# [Records from a collection]
--- Begin ---

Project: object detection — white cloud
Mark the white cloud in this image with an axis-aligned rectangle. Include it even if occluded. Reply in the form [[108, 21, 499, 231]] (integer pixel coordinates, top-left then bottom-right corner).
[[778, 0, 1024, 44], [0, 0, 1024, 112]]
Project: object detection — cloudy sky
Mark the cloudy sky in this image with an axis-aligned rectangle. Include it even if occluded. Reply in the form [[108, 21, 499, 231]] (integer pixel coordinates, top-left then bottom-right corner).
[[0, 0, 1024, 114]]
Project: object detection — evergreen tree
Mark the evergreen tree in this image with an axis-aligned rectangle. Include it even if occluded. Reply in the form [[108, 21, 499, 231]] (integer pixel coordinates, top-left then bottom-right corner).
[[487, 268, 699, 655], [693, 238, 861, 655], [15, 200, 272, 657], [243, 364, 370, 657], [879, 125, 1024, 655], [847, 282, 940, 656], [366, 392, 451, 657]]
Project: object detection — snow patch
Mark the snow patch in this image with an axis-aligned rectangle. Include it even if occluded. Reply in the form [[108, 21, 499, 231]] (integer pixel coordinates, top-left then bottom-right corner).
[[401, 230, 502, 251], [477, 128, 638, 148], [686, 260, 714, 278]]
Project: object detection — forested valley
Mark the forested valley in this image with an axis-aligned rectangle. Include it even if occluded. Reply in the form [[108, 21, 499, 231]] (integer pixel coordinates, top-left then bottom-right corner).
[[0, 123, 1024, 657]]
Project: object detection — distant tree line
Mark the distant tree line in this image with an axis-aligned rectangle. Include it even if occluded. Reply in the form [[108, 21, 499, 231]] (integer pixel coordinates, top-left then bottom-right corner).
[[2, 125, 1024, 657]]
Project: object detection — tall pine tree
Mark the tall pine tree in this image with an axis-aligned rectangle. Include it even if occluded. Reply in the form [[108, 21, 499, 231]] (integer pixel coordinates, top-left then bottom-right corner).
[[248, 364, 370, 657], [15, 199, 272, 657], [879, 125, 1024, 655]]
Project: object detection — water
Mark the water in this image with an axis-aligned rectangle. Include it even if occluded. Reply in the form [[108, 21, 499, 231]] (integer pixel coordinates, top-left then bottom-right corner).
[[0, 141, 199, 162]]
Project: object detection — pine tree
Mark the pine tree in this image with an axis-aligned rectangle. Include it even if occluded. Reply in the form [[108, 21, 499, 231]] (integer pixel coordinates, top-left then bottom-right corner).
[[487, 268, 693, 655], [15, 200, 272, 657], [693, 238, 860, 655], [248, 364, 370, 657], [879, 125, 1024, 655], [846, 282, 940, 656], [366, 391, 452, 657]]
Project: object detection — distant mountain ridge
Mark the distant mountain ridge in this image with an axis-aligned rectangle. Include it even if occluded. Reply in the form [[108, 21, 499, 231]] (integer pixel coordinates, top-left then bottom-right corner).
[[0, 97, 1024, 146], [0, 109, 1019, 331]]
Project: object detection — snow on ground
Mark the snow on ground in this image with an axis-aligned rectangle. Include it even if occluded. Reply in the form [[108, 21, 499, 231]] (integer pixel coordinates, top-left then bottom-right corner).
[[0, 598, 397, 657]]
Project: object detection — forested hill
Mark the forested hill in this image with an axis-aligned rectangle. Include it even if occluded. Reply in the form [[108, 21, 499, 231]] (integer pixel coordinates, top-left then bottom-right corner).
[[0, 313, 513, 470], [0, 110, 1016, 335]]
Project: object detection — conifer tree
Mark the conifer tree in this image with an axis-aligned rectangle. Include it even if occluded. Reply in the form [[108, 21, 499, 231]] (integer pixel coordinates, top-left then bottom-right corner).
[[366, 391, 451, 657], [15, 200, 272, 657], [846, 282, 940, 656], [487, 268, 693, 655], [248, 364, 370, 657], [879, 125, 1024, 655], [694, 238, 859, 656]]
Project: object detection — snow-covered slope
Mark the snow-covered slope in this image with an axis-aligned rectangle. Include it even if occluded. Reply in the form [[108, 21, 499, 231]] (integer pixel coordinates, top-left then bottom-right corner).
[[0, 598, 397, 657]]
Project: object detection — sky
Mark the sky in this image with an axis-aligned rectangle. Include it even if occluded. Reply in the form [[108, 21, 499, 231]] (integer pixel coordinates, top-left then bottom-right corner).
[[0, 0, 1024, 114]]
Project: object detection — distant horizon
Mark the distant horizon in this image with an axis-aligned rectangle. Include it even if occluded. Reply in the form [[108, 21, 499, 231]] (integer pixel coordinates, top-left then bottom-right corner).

--- End ---

# [WHAT IS ASKED]
Report each line in the records above that includes the string "slope".

# [EXPECTED ANSWER]
Project: object detection — snow-covered slope
Mark the snow-covered slope in this image with an axis-aligned rectangle. Include it even if occluded. Reply in the form [[108, 21, 499, 231]] (integer pixel coordinates, top-left then bottom-right corner).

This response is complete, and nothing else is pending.